▶ ASSIGNMENT:
Could you reproduce all of the records exactly?

▶ DATA TO EXAMINE:

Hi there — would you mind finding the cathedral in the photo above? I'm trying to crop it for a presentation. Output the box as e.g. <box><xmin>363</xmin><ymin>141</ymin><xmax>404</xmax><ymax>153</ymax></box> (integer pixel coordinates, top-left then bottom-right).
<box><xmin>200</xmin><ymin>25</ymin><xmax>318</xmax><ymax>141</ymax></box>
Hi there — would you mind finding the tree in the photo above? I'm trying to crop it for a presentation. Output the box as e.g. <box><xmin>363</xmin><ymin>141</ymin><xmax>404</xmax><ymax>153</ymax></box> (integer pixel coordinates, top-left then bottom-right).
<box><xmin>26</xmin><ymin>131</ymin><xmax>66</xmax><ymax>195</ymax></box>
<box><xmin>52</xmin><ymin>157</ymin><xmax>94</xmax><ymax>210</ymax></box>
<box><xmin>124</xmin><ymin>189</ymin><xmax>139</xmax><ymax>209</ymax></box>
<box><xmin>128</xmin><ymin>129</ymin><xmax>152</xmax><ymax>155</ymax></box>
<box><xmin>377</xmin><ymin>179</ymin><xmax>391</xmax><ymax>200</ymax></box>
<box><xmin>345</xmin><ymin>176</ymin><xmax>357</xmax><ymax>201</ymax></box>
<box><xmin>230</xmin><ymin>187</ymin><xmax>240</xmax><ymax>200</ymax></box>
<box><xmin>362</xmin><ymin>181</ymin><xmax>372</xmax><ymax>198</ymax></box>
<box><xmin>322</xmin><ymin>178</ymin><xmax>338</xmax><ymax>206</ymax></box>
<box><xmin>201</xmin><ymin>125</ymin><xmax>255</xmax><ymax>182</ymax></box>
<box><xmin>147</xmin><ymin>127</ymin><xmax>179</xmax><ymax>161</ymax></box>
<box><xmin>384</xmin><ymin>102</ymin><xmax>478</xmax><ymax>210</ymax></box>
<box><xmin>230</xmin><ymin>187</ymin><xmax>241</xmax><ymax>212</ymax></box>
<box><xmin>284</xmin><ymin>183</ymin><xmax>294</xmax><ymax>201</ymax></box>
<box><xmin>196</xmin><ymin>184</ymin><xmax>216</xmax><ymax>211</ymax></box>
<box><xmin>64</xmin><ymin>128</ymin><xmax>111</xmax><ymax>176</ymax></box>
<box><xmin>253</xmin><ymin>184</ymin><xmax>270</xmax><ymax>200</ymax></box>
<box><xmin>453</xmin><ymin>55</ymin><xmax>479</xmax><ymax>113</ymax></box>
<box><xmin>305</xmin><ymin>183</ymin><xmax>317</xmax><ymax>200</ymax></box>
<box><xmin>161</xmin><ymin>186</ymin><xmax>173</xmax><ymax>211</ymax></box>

▶ EXERCISE SOLUTION:
Hi there — would you mind finding the cathedral in the photo above? I'm trying to crop it for a presentation. Output the box as e.g. <box><xmin>363</xmin><ymin>141</ymin><xmax>404</xmax><ymax>153</ymax></box> (integer pixel coordinates, top-left then bottom-right).
<box><xmin>200</xmin><ymin>25</ymin><xmax>318</xmax><ymax>141</ymax></box>
Hi there — would you mind finding the tree in the photo above? I'm trying to crop it for a presentation. Output the box as e.g. <box><xmin>363</xmin><ymin>141</ymin><xmax>404</xmax><ymax>153</ymax></box> (integer pixel coordinates, top-left then bottom-right).
<box><xmin>26</xmin><ymin>131</ymin><xmax>66</xmax><ymax>195</ymax></box>
<box><xmin>52</xmin><ymin>157</ymin><xmax>94</xmax><ymax>210</ymax></box>
<box><xmin>124</xmin><ymin>189</ymin><xmax>139</xmax><ymax>209</ymax></box>
<box><xmin>128</xmin><ymin>129</ymin><xmax>152</xmax><ymax>155</ymax></box>
<box><xmin>377</xmin><ymin>179</ymin><xmax>391</xmax><ymax>200</ymax></box>
<box><xmin>345</xmin><ymin>176</ymin><xmax>357</xmax><ymax>201</ymax></box>
<box><xmin>230</xmin><ymin>187</ymin><xmax>240</xmax><ymax>200</ymax></box>
<box><xmin>362</xmin><ymin>181</ymin><xmax>372</xmax><ymax>198</ymax></box>
<box><xmin>322</xmin><ymin>178</ymin><xmax>338</xmax><ymax>206</ymax></box>
<box><xmin>201</xmin><ymin>125</ymin><xmax>255</xmax><ymax>182</ymax></box>
<box><xmin>147</xmin><ymin>127</ymin><xmax>179</xmax><ymax>161</ymax></box>
<box><xmin>384</xmin><ymin>102</ymin><xmax>478</xmax><ymax>210</ymax></box>
<box><xmin>230</xmin><ymin>187</ymin><xmax>241</xmax><ymax>212</ymax></box>
<box><xmin>284</xmin><ymin>183</ymin><xmax>294</xmax><ymax>201</ymax></box>
<box><xmin>196</xmin><ymin>184</ymin><xmax>216</xmax><ymax>211</ymax></box>
<box><xmin>64</xmin><ymin>128</ymin><xmax>111</xmax><ymax>176</ymax></box>
<box><xmin>253</xmin><ymin>184</ymin><xmax>270</xmax><ymax>200</ymax></box>
<box><xmin>453</xmin><ymin>55</ymin><xmax>479</xmax><ymax>113</ymax></box>
<box><xmin>305</xmin><ymin>183</ymin><xmax>317</xmax><ymax>200</ymax></box>
<box><xmin>161</xmin><ymin>186</ymin><xmax>173</xmax><ymax>211</ymax></box>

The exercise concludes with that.